-- Exercise goal --
Return every line of the records below that contains the word "white".

-- Materials provided --
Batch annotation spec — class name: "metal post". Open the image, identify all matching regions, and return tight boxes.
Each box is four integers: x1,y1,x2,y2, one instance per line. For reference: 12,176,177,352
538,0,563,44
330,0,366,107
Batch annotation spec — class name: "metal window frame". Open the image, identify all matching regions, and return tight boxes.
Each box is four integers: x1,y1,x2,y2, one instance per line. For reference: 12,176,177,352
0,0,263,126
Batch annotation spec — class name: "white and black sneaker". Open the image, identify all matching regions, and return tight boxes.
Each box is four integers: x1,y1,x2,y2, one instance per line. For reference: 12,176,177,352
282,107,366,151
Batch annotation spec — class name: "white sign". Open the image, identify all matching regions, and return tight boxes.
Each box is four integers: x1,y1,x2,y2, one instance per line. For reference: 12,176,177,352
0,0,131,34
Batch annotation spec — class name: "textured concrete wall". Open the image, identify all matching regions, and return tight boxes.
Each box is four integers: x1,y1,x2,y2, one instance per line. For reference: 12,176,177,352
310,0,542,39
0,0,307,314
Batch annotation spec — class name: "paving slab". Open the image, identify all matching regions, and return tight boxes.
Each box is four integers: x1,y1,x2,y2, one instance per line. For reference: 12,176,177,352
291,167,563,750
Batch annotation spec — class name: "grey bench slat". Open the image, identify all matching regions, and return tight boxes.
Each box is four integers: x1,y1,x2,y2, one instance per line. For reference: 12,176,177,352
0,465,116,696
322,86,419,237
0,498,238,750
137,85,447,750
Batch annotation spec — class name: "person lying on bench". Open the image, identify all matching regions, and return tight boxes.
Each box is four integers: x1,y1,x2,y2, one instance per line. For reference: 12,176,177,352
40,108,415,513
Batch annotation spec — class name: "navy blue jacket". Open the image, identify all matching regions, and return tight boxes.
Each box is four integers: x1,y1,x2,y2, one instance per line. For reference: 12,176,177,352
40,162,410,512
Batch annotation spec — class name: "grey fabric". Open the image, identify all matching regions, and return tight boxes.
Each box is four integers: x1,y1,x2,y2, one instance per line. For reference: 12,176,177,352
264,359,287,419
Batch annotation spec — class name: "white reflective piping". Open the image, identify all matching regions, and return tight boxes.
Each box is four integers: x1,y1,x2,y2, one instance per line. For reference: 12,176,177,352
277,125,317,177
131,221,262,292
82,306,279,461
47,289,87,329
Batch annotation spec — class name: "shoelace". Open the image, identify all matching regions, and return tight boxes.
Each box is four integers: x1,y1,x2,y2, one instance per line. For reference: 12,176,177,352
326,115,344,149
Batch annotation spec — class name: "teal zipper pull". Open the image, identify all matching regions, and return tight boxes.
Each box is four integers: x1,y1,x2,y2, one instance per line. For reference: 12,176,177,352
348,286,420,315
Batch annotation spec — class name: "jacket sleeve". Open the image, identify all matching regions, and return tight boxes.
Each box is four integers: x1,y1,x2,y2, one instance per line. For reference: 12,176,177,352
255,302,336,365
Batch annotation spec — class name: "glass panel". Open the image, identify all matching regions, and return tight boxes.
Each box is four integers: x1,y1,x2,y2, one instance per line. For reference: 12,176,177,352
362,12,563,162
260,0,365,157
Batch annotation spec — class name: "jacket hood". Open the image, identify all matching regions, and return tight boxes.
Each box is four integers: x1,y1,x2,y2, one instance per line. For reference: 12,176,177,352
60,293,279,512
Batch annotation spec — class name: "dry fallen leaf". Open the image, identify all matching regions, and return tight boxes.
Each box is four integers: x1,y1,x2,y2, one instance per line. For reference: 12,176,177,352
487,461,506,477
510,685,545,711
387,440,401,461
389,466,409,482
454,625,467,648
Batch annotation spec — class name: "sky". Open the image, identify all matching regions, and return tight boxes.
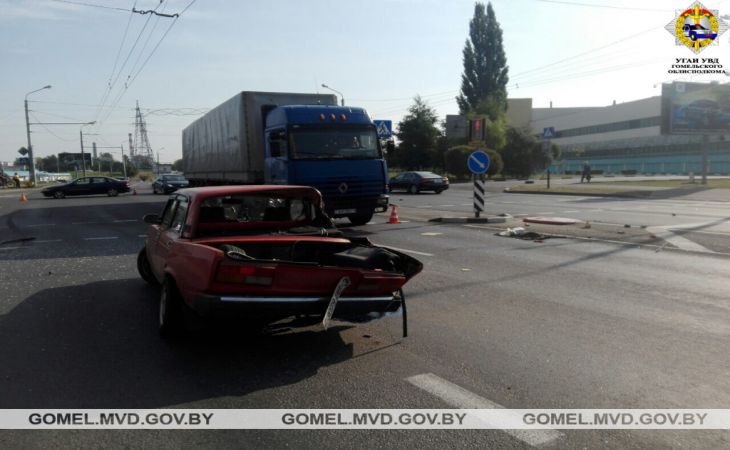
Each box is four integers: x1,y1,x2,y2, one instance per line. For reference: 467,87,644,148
0,0,730,162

-- Finished task --
Batch annotation spec — class name: "white and black sneaker". Open the image, identify all matching regions, and return tight boxes.
Batch annotation spec — class name: "white sign". Open the image, identify all matching regions, and return tight boxes.
Batch annotation spec — class name: "white reflective piping". Open the image, identify all matching regions, and return tight boxes.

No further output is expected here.